# Exercise task 1
Please reproduce the parallelism and performance text below in full, word for word.

# Text
=-=-=

Parallelism and Performance¶
This document describes how metrust achieves its performance characteristics: the tiered execution model, the use of Rayon parallel iterators throughout the Rust core, the GIL-release strategy at the Python boundary, and the algorithmic choices that matter more than raw thread count.
1. The Three Performance Tiers¶
When benchmarking metrust against MetPy, it is important to understand what is actually being compared. There are three distinct tiers of execution cost:
| Tier | Description | Overhead |
|---|---|---|
| T1 | Raw Rust FFI -- call the wx-math or metrust::calc function directly from Rust with &[f64] slices. No Pint, no Python, no NumPy. |
None |
| T2 | metrust + Pint wrappers -- the user-facing Python API. NumPy arrays enter through PyO3, Pint unit objects are attached to the result. |
PyO3 array conversion + Pint wrapper |
| T3 | MetPy + Pint -- the baseline. Pure-Python loops or NumPy vectorized ops, every intermediate result wrapped in Pint Quantity objects. | Full Python + Pint |
Why T2 vs T3 is the fair comparison. Users of both libraries work with unit-aware arrays. Comparing T1 against T3 would overstate the advantage because it eliminates the Pint/NumPy overhead that real users of metrust also pay. T2 vs T3 is apples-to-apples: both accept and return Pint Quantities backed by NumPy arrays, both validate units, and both produce identical scientific results. The difference is that T2's inner loop runs compiled Rust with Rayon parallelism instead of interpreted Python.
2. Rayon Parallel Iterators¶
Rayon is a data-parallelism library for Rust.

=-=-=

# Exercise task 2
Gather every line of the entries that contains the word "background", and copy each one as it appears.

=-=-=

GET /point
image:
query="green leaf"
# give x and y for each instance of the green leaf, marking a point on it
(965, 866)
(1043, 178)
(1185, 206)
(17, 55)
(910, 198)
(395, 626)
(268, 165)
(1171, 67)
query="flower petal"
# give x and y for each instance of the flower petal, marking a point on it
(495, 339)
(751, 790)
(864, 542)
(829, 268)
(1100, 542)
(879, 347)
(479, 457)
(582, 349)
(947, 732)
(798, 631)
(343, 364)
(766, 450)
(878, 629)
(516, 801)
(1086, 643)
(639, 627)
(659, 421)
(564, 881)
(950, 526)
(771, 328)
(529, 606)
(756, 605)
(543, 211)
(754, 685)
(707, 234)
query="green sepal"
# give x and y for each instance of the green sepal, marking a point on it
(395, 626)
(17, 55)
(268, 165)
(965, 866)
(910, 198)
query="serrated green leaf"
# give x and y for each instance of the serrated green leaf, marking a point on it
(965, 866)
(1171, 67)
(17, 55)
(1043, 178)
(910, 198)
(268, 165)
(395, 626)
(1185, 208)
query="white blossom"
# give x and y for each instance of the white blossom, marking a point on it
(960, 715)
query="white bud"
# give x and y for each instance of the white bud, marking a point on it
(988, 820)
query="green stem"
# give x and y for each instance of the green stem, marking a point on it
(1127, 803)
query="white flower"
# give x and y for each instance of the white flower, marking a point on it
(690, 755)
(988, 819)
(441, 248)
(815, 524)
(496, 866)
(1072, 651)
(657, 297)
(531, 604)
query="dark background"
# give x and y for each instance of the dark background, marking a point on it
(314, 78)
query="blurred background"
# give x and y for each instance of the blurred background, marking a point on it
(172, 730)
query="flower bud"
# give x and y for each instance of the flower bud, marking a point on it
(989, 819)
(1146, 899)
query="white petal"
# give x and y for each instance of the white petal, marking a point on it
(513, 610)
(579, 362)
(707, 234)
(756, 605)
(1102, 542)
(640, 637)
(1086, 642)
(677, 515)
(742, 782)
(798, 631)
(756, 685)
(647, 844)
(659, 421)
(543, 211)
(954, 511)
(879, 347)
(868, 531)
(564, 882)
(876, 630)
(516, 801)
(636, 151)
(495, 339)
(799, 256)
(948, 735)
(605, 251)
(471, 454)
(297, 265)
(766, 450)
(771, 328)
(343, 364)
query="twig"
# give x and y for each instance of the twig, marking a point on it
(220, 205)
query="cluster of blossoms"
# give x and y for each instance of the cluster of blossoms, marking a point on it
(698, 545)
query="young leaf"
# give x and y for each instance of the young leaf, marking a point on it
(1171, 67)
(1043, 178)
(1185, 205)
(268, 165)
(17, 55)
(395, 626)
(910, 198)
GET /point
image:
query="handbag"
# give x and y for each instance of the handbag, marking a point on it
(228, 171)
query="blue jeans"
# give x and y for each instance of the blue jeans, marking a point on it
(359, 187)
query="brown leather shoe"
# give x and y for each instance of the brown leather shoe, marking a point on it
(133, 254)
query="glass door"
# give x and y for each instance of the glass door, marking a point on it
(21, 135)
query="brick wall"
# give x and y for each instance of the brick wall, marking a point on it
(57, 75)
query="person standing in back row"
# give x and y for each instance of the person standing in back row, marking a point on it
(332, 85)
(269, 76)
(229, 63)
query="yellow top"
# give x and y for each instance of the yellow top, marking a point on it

=-=-=

# Full output 1
Parallelism and Performance¶
This document describes how metrust achieves its performance characteristics: the tiered execution model, the use of Rayon parallel iterators throughout the Rust core, the GIL-release strategy at the Python boundary, and the algorithmic choices that matter more than raw thread count.
1. The Three Performance Tiers¶
When benchmarking metrust against MetPy, it is important to understand what is actually being compared. There are three distinct tiers of execution cost:
| Tier | Description | Overhead |
|---|---|---|
| T1 | Raw Rust FFI -- call the wx-math or metrust::calc function directly from Rust with &[f64] slices. No Pint, no Python, no NumPy. |
None |
| T2 | metrust + Pint wrappers -- the user-facing Python API. NumPy arrays enter through PyO3, Pint unit objects are attached to the result. |
PyO3 array conversion + Pint wrapper |
| T3 | MetPy + Pint -- the baseline. Pure-Python loops or NumPy vectorized ops, every intermediate result wrapped in Pint Quantity objects. | Full Python + Pint |
Why T2 vs T3 is the fair comparison. Users of both libraries work with unit-aware arrays. Comparing T1 against T3 would overstate the advantage because it eliminates the Pint/NumPy overhead that real users of metrust also pay. T2 vs T3 is apples-to-apples: both accept and return Pint Quantities backed by NumPy arrays, both validate units, and both produce identical scientific results. The difference is that T2's inner loop runs compiled Rust with Rayon parallelism instead of interpreted Python.
2. Rayon Parallel Iterators¶
Rayon is a data-parallelism library for Rust.

# Full output 2
query="dark background"
# give x and y for each instance of the dark background, marking a point on it
query="blurred background"
# give x and y for each instance of the blurred background, marking a point on it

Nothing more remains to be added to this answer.